**Selected text:**
Scraping Tweets for Sentiment Analysis

Twitter has many a huge amount of data that is suitable to perform analysis. In this post I’ll be using Tweepy to scrape Malaysian tweets. The collected data will be used for sentiment analysis.

Twitter API

Apply for Twitter realtime streaming API from developer website.

Create a new app and fill in the details required. Twitter will take some time to reply your application. Mine took two weeks.

I got my keys and access tokens after the application being approved.

Dependencies

Libraries used:

Tweepy is the main Python library I used to access the Twitter API.
Boto3 is the Amazon Web Services (AWS) Software Development Kit (SDK) for Python, which allows Python developers to write software that makes use of services like Amazon S3 and Amazon EC2.

import datetime
import tweepy
import json
import sys
import time
import boto3

s3 = boto3.resource("s3")
bucket_name = "malaysian-tweets"

Applying Twitter API

Keys and access tokens are from twitter developer website.

# Authentication details. To  obtain these visit apps.twitter.com
consumer_key='your_key'
consumer_secret='your_secret'
access_token='your_token'
access_token_secret='your_token_secret'

Downloading Tweets

Use Tweepy to listen to streaming Twitter data.

# This is the listener, resposible for receiving data
class StdOutListener(tweepy.StreamListener):
    # def __init__(self):
    #     self.start_time = time.time()
    #     self.file_name = datetime.datetime.now().strftime("%m-%d.json")

    def on_data(self, data):
        # Parsing
        decoded = json.loads(data)
        # if "country_code" in decoded["place"]:
        #     if not decoded["place"]["country_code"] == "MY":
        #         return True
        file_name = datetime.datetime.now().strftime("%m-%d-%s.json")
        #open a file to store the status objects
        file = open(file_name, 'a')
        #write json to file
        json.dump(decoded,file,sort_keys = True,indent = 4)
        file.write(',\n')
        file.close()
        # object_name = sys.argv[2]
        try:
            response = s3.Object(bucket_name, file_name).put(Body=open(file_name, 'rb'))
            print (response)
        except Exception as error:
            print (error)
        #show progress
        # print ("Writing tweets to file,CTRL+C to terminate the program")
        # if time.time() - self.start_time > 1 * 60:
        #     self.start_time = time.time()
        return True

    def on_error(self, status):
        print (status)

if __name__ == '__main__':
    l = StdOutListener()
    auth = tweepy.OAuthHandler(consumer_key, consumer_secret)
    auth.set_access_token(access_token, access_token_secret)

    # There are different kinds of streams: public stream, user stream, multi-user streams
    # For more details refer to https://dev.twitter.com/docs/streaming-apis
    stream = tweepy.Stream(auth, l)
    #Hashtag to stream
    stream.filter(locations=[98.933, 0, 124.125, 15])
    # stream.filter(track = "M")

Example Tweets

Example tweets returned in json format.

**Required tasks:**
- 1) From the tweet-scraping post, write out the passage from "#show progress" to "auth = tweepy.OAuthHandler(consumer_key, consumer_secret)" word for word.
- 2) Answer these questions using the tweet-scraping post:
(a) How long did Twitter take to reply to the application for API access?
(b) What value is assigned to bucket_name?
(c) Which Python library is named as the main one for accessing the Twitter API?

**Dataset entries:**
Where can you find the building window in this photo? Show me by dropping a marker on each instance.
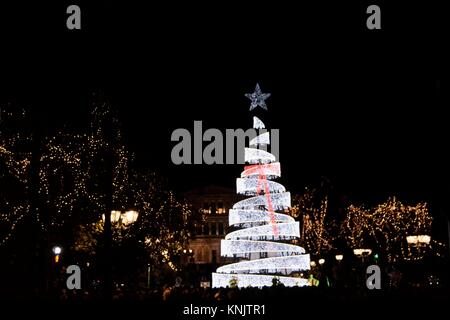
(213, 209)
(214, 256)
(220, 208)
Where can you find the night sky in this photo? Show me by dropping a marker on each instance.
(366, 109)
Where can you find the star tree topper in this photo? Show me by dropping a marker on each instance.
(258, 98)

**Expected answers:**
- 1)
#show progress
        # print ("Writing tweets to file,CTRL+C to terminate the program")
        # if time.time() - self.start_time > 1 * 60:
        #     self.start_time = time.time()
        return True

    def on_error(self, status):
        print (status)

if __name__ == '__main__':
    l = StdOutListener()
    auth = tweepy.OAuthHandler(consumer_key, consumer_secret)

- 2)
(a) Two weeks.
(b) "malaysian-tweets"
(c) Tweepy.